**WHAT THE EXERCISE ASKS:** Recast the lines of the records below as a JSON list of strings, one string per line, leaving out blank lines and the pictures.

**GIVEN DATA:**
┄┄┄┄┄┄

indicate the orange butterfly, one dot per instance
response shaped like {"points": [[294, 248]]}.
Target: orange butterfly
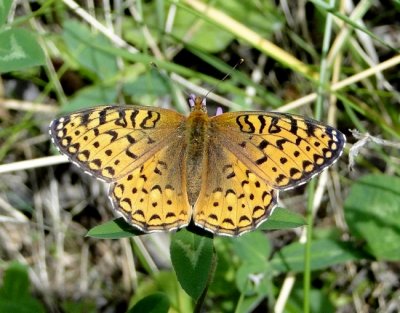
{"points": [[224, 172]]}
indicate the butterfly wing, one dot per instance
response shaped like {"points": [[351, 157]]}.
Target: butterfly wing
{"points": [[233, 199], [284, 150], [129, 146], [152, 197], [251, 156]]}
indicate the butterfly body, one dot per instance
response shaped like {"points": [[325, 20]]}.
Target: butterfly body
{"points": [[224, 172]]}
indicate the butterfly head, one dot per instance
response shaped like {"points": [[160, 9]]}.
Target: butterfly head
{"points": [[197, 103]]}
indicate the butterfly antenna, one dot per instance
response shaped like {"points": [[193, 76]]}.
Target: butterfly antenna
{"points": [[225, 77]]}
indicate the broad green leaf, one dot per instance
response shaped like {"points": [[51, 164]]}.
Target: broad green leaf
{"points": [[283, 219], [155, 303], [86, 46], [324, 253], [191, 257], [253, 247], [19, 50], [166, 283], [371, 210], [253, 278], [319, 301], [5, 6], [90, 97], [114, 229]]}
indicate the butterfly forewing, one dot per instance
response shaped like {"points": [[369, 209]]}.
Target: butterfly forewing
{"points": [[132, 147], [284, 150], [109, 142]]}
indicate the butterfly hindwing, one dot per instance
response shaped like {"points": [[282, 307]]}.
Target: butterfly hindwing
{"points": [[153, 197], [233, 199]]}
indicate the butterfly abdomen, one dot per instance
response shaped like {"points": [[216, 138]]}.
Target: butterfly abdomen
{"points": [[197, 127]]}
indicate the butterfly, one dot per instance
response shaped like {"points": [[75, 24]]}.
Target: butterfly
{"points": [[223, 172]]}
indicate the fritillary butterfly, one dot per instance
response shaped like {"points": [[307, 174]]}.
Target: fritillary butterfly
{"points": [[224, 172]]}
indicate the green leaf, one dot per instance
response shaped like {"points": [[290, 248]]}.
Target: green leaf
{"points": [[114, 229], [283, 219], [324, 253], [15, 282], [191, 257], [19, 50], [155, 303], [14, 293], [203, 35], [91, 96], [5, 6], [319, 301], [371, 210], [253, 278], [87, 49]]}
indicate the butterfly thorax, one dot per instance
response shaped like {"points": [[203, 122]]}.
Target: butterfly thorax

┄┄┄┄┄┄

**ANSWER:**
[
  "indicate the orange butterfly, one dot per instance",
  "response shaped like {\"points\": [[294, 248]]}.",
  "Target: orange butterfly",
  "{\"points\": [[224, 172]]}",
  "indicate the butterfly wing, one dot per instance",
  "response shaped like {\"points\": [[351, 157]]}.",
  "Target: butterfly wing",
  "{\"points\": [[233, 199], [284, 150], [129, 146], [152, 197], [251, 156]]}",
  "indicate the butterfly body, one dot per instance",
  "response shaped like {\"points\": [[325, 20]]}.",
  "Target: butterfly body",
  "{\"points\": [[224, 172]]}",
  "indicate the butterfly head, one dot per instance",
  "response shaped like {\"points\": [[160, 9]]}.",
  "Target: butterfly head",
  "{\"points\": [[197, 103]]}",
  "indicate the butterfly antenna, one dot per instance",
  "response shaped like {\"points\": [[193, 76]]}.",
  "Target: butterfly antenna",
  "{\"points\": [[225, 77]]}",
  "indicate the broad green leaf, one dot per instance",
  "response shaped like {\"points\": [[51, 164]]}.",
  "Target: broad green leaf",
  "{\"points\": [[283, 219], [155, 303], [86, 46], [324, 253], [191, 257], [253, 247], [19, 50], [166, 283], [371, 210], [253, 278], [319, 301], [5, 6], [90, 97], [114, 229]]}",
  "indicate the butterfly forewing, one dot per instance",
  "response shaped like {\"points\": [[369, 209]]}.",
  "Target: butterfly forewing",
  "{\"points\": [[132, 147], [284, 150], [109, 142]]}",
  "indicate the butterfly hindwing, one dot per instance",
  "response shaped like {\"points\": [[282, 307]]}.",
  "Target: butterfly hindwing",
  "{\"points\": [[153, 197], [233, 199]]}",
  "indicate the butterfly abdomen, one dot per instance",
  "response shaped like {\"points\": [[216, 138]]}.",
  "Target: butterfly abdomen",
  "{\"points\": [[197, 127]]}",
  "indicate the butterfly, one dot per instance",
  "response shaped like {\"points\": [[75, 24]]}.",
  "Target: butterfly",
  "{\"points\": [[223, 172]]}",
  "indicate the fritillary butterfly, one dot per instance",
  "response shaped like {\"points\": [[307, 174]]}.",
  "Target: fritillary butterfly",
  "{\"points\": [[224, 172]]}",
  "indicate the green leaf, one dot per instance",
  "response shaped like {\"points\": [[290, 248]]}.",
  "Target: green leaf",
  "{\"points\": [[114, 229], [283, 219], [324, 253], [15, 282], [191, 257], [19, 50], [155, 303], [14, 293], [203, 35], [91, 96], [5, 6], [319, 301], [371, 210], [253, 278], [87, 49]]}",
  "indicate the butterfly thorax, one dot per instance",
  "response shaped like {\"points\": [[203, 122]]}.",
  "Target: butterfly thorax"
]